To be done
Skip the pictures. Copy all the rest of the records down exactly.

Information supplied
----

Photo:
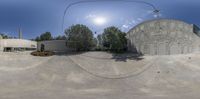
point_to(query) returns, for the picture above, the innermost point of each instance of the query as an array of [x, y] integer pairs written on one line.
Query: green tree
[[60, 37], [43, 37], [114, 39], [79, 37], [46, 36], [4, 36]]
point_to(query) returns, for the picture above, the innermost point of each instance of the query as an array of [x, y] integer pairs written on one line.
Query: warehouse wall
[[163, 37]]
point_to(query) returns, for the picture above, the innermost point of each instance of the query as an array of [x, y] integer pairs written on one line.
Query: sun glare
[[99, 20]]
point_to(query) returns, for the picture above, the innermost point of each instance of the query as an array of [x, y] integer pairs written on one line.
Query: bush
[[45, 53]]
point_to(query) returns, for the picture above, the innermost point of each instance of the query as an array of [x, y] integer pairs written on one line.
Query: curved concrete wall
[[17, 43], [163, 37], [54, 45]]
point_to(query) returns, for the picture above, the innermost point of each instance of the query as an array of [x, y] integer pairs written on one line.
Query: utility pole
[[20, 33]]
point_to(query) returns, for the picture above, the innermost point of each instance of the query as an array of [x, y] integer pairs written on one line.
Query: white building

----

The output
Photo:
point_to(query) returns, for the picture above, the innermost point of each instance of the query as an array of [x, y] integer pairs written on one line.
Query: green tree
[[60, 37], [43, 37], [114, 39], [79, 37], [46, 36], [4, 36]]
point_to(query) returns, for the picture above, the innermost point of each instance of the query as an array of [x, y] integer pairs written on one line.
Query: warehouse wall
[[163, 37]]
point_to(query) returns, for the picture above, the innermost point of each instance of the query as an array of [x, y] integer pairs written on one line.
Query: sun glare
[[99, 20]]
point_to(query) returns, for the picture above, the innermost point of each instance of the query as an array of [x, y] integer pairs written on one line.
Query: bush
[[45, 53]]
point_to(query) returns, for the picture above, the innermost point of each instance of the query as an array of [x, y] integer pairs written on one line.
Query: curved concrete wall
[[17, 43], [163, 37], [54, 45]]
point_to(query) returns, for the picture above, the innermost point of each instance of the query as an array of [x, y] integer pairs written on one line.
Query: utility pole
[[20, 33]]
point_to(query) returns, for the picture above, the innermost point of each instance of the query as an array of [x, y] integer pairs written on one line.
Query: white building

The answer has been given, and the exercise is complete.